» **What needs to be done**:
Copy every record below exactly.

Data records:
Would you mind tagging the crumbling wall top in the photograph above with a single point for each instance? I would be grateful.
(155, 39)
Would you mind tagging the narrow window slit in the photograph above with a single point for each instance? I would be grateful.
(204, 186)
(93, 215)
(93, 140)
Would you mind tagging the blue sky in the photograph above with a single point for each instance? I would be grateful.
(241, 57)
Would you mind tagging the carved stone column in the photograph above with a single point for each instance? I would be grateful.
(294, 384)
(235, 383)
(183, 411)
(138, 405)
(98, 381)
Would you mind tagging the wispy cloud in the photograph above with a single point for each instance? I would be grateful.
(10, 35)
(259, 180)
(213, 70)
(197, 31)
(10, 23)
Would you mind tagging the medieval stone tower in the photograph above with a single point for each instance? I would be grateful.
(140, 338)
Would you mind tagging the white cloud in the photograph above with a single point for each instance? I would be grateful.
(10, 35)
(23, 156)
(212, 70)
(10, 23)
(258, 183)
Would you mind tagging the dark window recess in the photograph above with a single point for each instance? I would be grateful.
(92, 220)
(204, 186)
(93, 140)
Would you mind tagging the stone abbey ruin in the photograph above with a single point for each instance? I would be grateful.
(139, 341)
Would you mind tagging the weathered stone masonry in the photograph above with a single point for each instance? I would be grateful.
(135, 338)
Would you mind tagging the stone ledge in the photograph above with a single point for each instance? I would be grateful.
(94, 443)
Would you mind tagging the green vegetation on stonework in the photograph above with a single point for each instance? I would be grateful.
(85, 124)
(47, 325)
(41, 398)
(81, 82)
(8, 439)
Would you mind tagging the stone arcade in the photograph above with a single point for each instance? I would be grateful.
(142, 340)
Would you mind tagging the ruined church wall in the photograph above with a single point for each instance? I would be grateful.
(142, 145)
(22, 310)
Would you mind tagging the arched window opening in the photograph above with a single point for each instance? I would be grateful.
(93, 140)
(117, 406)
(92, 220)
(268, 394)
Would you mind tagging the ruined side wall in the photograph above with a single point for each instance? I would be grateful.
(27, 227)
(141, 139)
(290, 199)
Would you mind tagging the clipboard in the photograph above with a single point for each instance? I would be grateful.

» **Exercise result**:
Would you mind tagging the crumbling wall top in the photograph above with a single point for each instance? I would be grateful.
(155, 39)
Would you mind tagging the narrow window slit in the photograph above with a single point for each instance? I would be grateful.
(204, 186)
(93, 215)
(93, 140)
Would you mind tagging the blue sky in the photograph above with a single point for each instance? I would be grateful.
(241, 57)
Would you mind tagging the carved stone column in the photograph above with a single point for each instance? I would be grateful.
(294, 384)
(235, 383)
(183, 411)
(138, 405)
(98, 381)
Would you mind tagging the wispy cloud in the photograph above with a single point for each instance? I would be grateful.
(10, 35)
(259, 180)
(213, 70)
(197, 31)
(10, 23)
Would you mind tagging the medieval stone tower in the photograph above with a single point for each instance? I would be grateful.
(140, 338)
Would you mind tagging the white cloud in the photograph above with a single point for each instance? I would be grateful.
(10, 35)
(23, 156)
(212, 70)
(10, 23)
(258, 183)
Would you mind tagging the dark window recess in the photograph above with a single point for each instance? I would be grateful.
(92, 220)
(204, 186)
(93, 140)
Would you mind tagging the stone abbey ruin in the photograph above with a single point for each instance? I would be grateful.
(139, 341)
Would you mind tagging the weathered stone masonry in the photograph above with a single point for each instance? I would be grateful.
(135, 338)
Would you mind tagging the stone ledge in the photograph above with a single point for each instance? I would be grateful.
(94, 443)
Would you mind tagging the green vegetation on stonework in the photograph above with a single point for each instance? I would be grateful.
(85, 124)
(47, 325)
(41, 398)
(81, 82)
(8, 439)
Would you mind tagging the stone arcade in the photograph above with a single point for each instance? I would be grateful.
(142, 340)
Would you mind tagging the ruined church wall in the photograph above with a single point for each instance? I would be grateful.
(142, 145)
(22, 310)
Would you mind tagging the arched window opening in the photograph above with a single point for each instance? I would be grateful.
(93, 140)
(117, 406)
(92, 220)
(268, 394)
Would you mind tagging the ruined side wall in the photograph above with a single point for each instance? I would be grateful.
(27, 227)
(141, 139)
(290, 199)
Would you mind tagging the clipboard in the photograph above with a single point for each instance? I would be grateful.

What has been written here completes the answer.